## [Your instructions]
Reproduce every line of the data below without changing anything.

## [The input]
■ ■ ■

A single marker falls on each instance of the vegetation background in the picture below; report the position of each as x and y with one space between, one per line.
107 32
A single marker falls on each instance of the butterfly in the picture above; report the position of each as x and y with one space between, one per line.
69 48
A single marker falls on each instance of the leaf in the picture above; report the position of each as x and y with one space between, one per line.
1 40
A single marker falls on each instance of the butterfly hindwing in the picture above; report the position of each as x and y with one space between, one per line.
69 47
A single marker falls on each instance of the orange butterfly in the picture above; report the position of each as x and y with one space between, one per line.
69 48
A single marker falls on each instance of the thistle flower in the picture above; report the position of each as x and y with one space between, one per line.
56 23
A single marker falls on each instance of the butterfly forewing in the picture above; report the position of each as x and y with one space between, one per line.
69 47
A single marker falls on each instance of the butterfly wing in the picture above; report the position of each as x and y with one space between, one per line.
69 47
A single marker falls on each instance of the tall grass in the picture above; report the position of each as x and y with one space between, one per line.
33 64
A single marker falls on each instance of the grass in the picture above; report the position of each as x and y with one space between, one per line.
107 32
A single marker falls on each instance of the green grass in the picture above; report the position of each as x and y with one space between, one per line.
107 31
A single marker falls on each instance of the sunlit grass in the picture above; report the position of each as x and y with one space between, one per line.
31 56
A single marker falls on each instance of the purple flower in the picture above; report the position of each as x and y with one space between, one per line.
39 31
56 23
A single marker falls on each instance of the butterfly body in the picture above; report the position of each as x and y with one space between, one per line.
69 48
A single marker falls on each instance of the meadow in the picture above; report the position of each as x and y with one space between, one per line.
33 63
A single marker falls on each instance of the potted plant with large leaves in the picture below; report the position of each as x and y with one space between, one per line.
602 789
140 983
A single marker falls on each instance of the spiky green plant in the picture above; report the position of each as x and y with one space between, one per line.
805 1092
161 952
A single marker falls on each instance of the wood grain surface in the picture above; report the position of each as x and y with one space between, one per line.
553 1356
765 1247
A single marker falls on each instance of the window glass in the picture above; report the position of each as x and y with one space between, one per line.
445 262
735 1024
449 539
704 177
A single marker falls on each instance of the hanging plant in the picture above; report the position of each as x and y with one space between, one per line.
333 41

■ ■ ■

## [Solution below]
A single marker falls on each instance of the vegetation background in the picture below; report the position of each as x and y with one space between, one per line.
107 32
A single marker falls on each instance of the butterfly in the picture above; report the position of each as x and y with one space between, one per line.
69 48
A single marker falls on each instance of the leaf in the picture above; report the position of each as x and y with one space between, one per line.
1 40
A single marker falls on each instance of the butterfly hindwing in the picture above; report the position of each as x and y with one space between, one per line.
69 47
A single marker falls on each instance of the orange butterfly in the picture above; report the position of each as x and y with one space between, one per line.
69 48
A single marker falls on each instance of the thistle flower in the picture above; report the position of each as x and y with one space between, one per line.
56 23
A single marker falls on each instance of the butterfly forewing in the picture above; report the position of each as x and y with one space between, one per line.
69 47
A single marker falls on each instance of the butterfly wing in the picture above; report the position of each as x and y with one space between, one per line.
69 47
A single marker falls on each instance of the tall grass in the picture above; report the position of each as x and y with one space between, one per line.
33 64
A single marker falls on each instance of the grass in the picture above; report the position of each as x and y with one space between, one per line.
107 32
A single marker falls on each instance of the green grass in the picture above; report the position of each as x and y with one space between, one per line.
107 31
A single marker falls on each instance of the sunlit grass in the picture above; report the position of each as x and y with one space between, one per line.
31 56
A single marker falls on each instance of the purple flower in the picture above; report the position of each as x and y with one space between, one per line.
39 31
56 23
A single marker falls on each instance of the butterfly body in the picture above; report the position of each as x and y with one space between, one per line.
69 48
A single marker falls on each instance of the meadow in the picture above; report the position of each as x and y with one space between, one per line.
33 63
A single marker falls on each instance of the potted plant with large leaves in the picture below; report the position of each as x and y with one space between, one per line.
602 789
140 983
A single marker falls on each instance of the spiky green plant in the picture above; report the position of each as x and y with one space between, one per line.
805 1092
161 952
A single marker falls on each instance of the wood grain surface in the picture above; report the position of each as x and y with one space between, one per line.
553 1356
765 1247
A single marker falls on each instance of the window glass in the picture above; report the position of each as x and y with one space between, one per line.
445 262
735 1024
449 539
704 177
A single marker falls on each instance of the hanging plant in the picture above; report the position of each as x and y with one space between, one per line.
333 41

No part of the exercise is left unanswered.